▶ [ИСХОДНЫЙ ОТРЫВОК]
Дело вкратце сводилось к тому, что пища, принятая собачкой, вызывает у нее слюну, это, говорил Иван Петрович, есть «безусловный рефлекс» непосредственно на пищу. Опыт осложнялся, сопровождался посторонним раздражением, звонком, световыми сигналами. Повторные опыты приучают собачку согласовать эти звуки, световые сигналы с приемом пищи. Слюна начинает выделяться при их появлении, даже без принятия самой пищи. Таким образом, говорил Иван Петрович, был создан «условный рефлекс», обусловленный совпадением «безусловного рефлекса» с посторонним, третьим фактором.

В таких опытах можно соединить несколько условных рефлексов, и по реакции на них собаки, по истечению у нее слюны, можно судить о способности ее разбираться в цветовой гамме, в звуковых волнах. Этот метод дает возможность проникать в тайны работы мозга, в психологию животного…

Опыты окончились, собачку увели, а мы остались, продолжая беседу, которая незаметно перешла на отвлеченные темы — на «веру и неверие». Иван Петрович был откровенным атеистом. Наш Павлов, рожденный в духовной семье, уважавший своих дедов, отца, мать, в ранней своей поре, еще, быть может, в Рязани, а позднее в университете, в Медицинской Академии, где в те времена господствовали материалистические теории, по склонности своей натуры проникся этими теориями, их воспринял со всем пылом своей природы, просолился ими, как то было с тысячами ему подобных. Придут времена, наука раскроет сложную природу человеческого организма, природу его психологии, ее разновидность, все это узаконит, тогда вопрос о вере и неверии падет сам собой. Вот смысл того, что говорил вдумчивый, верящий в силу науки великий экспериментатор.

▶ [ЗАДАНИЯ]
(1) Кем, согласно отрывку об опытах Павлова, был Иван Петрович в вопросах веры?
(2) Перепишите из отрывка об опытах Павлова без изменений часть, которая открывается словами «Опыты окончились, собачку» и завершается словами «науки великий экспериментатор.».
Материал далее взят из другого источника.

▶ [ИСХОДНЫЙ МАТЕРИАЛ]
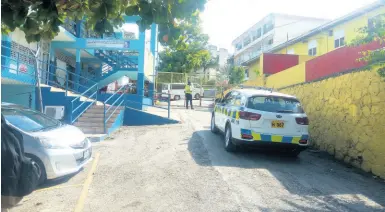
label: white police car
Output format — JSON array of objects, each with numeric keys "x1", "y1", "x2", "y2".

▶ [ВАШИ ОТВЕТЫ]
(1) Откровенным атеистом.

(2)
Опыты окончились, собачку увели, а мы остались, продолжая беседу, которая незаметно перешла на отвлеченные темы — на «веру и неверие». Иван Петрович был откровенным атеистом. Наш Павлов, рожденный в духовной семье, уважавший своих дедов, отца, мать, в ранней своей поре, еще, быть может, в Рязани, а позднее в университете, в Медицинской Академии, где в те времена господствовали материалистические теории, по склонности своей натуры проникся этими теориями, их воспринял со всем пылом своей природы, просолился ими, как то было с тысячами ему подобных. Придут времена, наука раскроет сложную природу человеческого организма, природу его психологии, ее разновидность, все это узаконит, тогда вопрос о вере и неверии падет сам собой. Вот смысл того, что говорил вдумчивый, верящий в силу науки великий экспериментатор.